The exercise: Copy out all of the records below, replacing "segmenter" with "annotator" everywhere and changing nothing else.

— begin —

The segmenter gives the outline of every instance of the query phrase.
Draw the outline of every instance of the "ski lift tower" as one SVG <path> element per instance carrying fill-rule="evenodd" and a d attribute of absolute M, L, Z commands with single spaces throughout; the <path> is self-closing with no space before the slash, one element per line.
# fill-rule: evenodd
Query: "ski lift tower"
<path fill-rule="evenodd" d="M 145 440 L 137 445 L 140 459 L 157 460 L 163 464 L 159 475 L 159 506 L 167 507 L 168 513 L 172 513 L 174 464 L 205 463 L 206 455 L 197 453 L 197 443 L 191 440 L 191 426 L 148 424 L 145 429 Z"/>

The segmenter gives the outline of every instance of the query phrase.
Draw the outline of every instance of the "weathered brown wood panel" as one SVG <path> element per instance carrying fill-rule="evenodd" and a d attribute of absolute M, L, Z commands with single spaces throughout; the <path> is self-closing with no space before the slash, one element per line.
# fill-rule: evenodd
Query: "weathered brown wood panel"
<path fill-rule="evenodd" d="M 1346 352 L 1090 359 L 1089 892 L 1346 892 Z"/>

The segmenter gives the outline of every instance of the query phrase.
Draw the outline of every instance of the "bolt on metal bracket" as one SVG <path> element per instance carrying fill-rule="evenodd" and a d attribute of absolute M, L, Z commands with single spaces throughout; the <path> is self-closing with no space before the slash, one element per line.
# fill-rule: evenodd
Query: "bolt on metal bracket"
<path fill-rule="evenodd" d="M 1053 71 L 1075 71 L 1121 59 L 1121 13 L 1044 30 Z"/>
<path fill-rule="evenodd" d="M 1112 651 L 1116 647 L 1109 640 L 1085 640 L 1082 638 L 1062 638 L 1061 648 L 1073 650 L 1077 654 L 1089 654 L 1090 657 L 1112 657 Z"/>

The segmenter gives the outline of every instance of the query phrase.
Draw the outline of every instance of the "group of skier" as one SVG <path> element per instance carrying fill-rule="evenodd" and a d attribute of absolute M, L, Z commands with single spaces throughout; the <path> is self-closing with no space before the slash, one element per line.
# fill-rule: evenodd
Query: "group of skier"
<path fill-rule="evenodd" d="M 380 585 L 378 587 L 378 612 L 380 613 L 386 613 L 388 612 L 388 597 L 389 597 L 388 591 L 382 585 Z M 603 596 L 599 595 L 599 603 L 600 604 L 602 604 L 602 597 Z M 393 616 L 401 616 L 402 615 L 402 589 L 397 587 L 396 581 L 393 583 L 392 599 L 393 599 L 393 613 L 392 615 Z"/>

— end —

In response:
The annotator gives the outline of every instance of the query phrase.
Draw the outline of every instance of the "ski lift tower" as one SVG <path> element per instance carrying fill-rule="evenodd" and a d attribute of absolute M, L, Z commands with single spaces throughout; the <path> is self-closing with no space before the slash, one element per line.
# fill-rule: evenodd
Query: "ski lift tower"
<path fill-rule="evenodd" d="M 145 440 L 137 445 L 140 459 L 157 460 L 163 464 L 159 475 L 159 506 L 167 507 L 168 513 L 172 513 L 174 464 L 205 463 L 206 455 L 197 453 L 197 443 L 191 440 L 191 426 L 148 424 L 145 429 Z"/>

The annotator gives the outline of every instance of the query phrase.
Draw the outline of every instance of the "weathered brown wood panel" as one SVG <path> element per instance carrying fill-rule="evenodd" and a d attribute of absolute M, L, Z commands with single spaces throughout; the <path> is self-closing with no space before the slash, one element per line.
# fill-rule: evenodd
Query: "weathered brown wood panel"
<path fill-rule="evenodd" d="M 1346 352 L 1090 359 L 1089 892 L 1346 892 Z"/>

The annotator gives the outline of every instance of the query phrase.
Draw the outline of every instance of the "bolt on metal bracket" as one SVG <path> element per instance carrying fill-rule="evenodd" and a d attribute of absolute M, L, Z commands with single spaces throughout; the <path> is self-closing with no space before the slash, one element per line.
# fill-rule: evenodd
Query: "bolt on metal bracket"
<path fill-rule="evenodd" d="M 1053 71 L 1075 71 L 1121 59 L 1121 13 L 1044 30 Z"/>
<path fill-rule="evenodd" d="M 1112 651 L 1116 647 L 1109 640 L 1085 640 L 1082 638 L 1062 638 L 1061 648 L 1073 650 L 1077 654 L 1089 654 L 1090 657 L 1112 657 Z"/>

The annotator gives the outline of every instance of the query phrase.
Draw the outline of every instance of the "group of skier" as one SVG <path> element per instance carrying fill-rule="evenodd" and a d attribute of absolute M, L, Z commands with single spaces throughout; the <path> is self-closing with no space before the slash, one element per line.
# fill-rule: evenodd
Query: "group of skier"
<path fill-rule="evenodd" d="M 380 585 L 378 587 L 378 612 L 380 613 L 386 613 L 388 612 L 388 597 L 389 597 L 388 591 L 382 585 Z M 603 596 L 599 595 L 599 603 L 600 604 L 602 604 L 602 597 Z M 393 616 L 401 616 L 402 615 L 402 589 L 397 587 L 396 581 L 393 583 L 392 599 L 393 599 L 393 613 L 392 615 Z"/>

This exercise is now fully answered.